## begin

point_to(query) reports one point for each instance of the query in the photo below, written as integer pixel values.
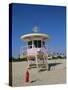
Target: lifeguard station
(36, 49)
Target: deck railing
(32, 50)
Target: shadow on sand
(52, 65)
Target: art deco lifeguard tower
(36, 49)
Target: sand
(55, 75)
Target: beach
(55, 75)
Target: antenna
(35, 29)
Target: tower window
(30, 44)
(37, 43)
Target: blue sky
(50, 19)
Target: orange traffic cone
(27, 76)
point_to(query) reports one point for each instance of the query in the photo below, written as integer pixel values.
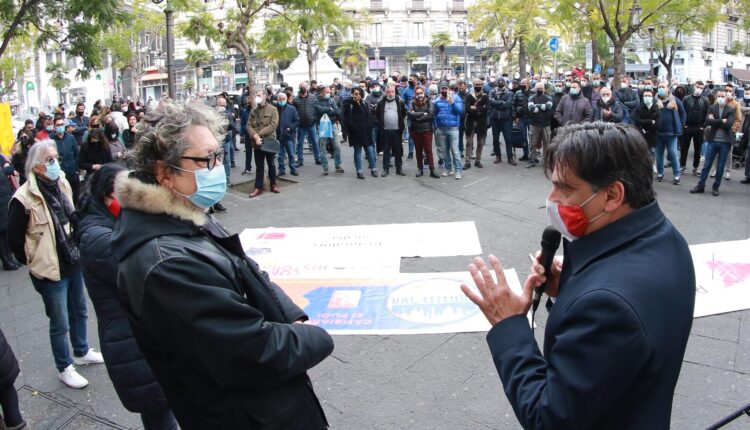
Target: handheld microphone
(550, 242)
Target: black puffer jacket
(306, 110)
(422, 117)
(6, 190)
(218, 334)
(8, 364)
(131, 376)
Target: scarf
(61, 210)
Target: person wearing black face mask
(501, 118)
(540, 115)
(476, 105)
(520, 106)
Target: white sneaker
(71, 378)
(91, 357)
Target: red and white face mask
(570, 220)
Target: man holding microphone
(622, 299)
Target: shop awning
(740, 74)
(154, 76)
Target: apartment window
(377, 33)
(418, 31)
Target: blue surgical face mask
(211, 185)
(53, 171)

## end

» **What to do**
Write out every line of the records above again, requests included, shifting each point by adding 145 to both of its coordinates. Leave the pictures out of your answer.

» **Answer to this problem**
point_to(query) reports one point for each instance of the query in the photo below, written as integer pixel values.
Target: lifeguard station
(181, 194)
Target: deck railing
(177, 195)
Target: shadow on sand
(197, 210)
Target: art deco lifeguard tower
(181, 194)
Target: sand
(200, 220)
Target: beach
(200, 220)
Target: antenna
(180, 174)
Target: tower window
(175, 189)
(182, 188)
Target: blue sky
(195, 164)
Target: orange traffic cone
(172, 221)
point_to(query) reports one point for each instance of the query in the photo below, written as integer pixel values.
Target: handheld microphone
(695, 387)
Target: black puffer jacket
(451, 255)
(567, 262)
(151, 335)
(363, 479)
(153, 509)
(276, 521)
Target: scarf
(206, 355)
Target: person wearing black face mask
(646, 263)
(685, 260)
(621, 250)
(665, 251)
Target: white sneaker
(216, 523)
(236, 502)
Target: red and white face mask
(715, 365)
Target: man holding microphone
(767, 444)
Target: shop awning
(885, 219)
(299, 221)
Target: apartment window
(522, 178)
(563, 176)
Target: blue surgical face mask
(356, 330)
(198, 316)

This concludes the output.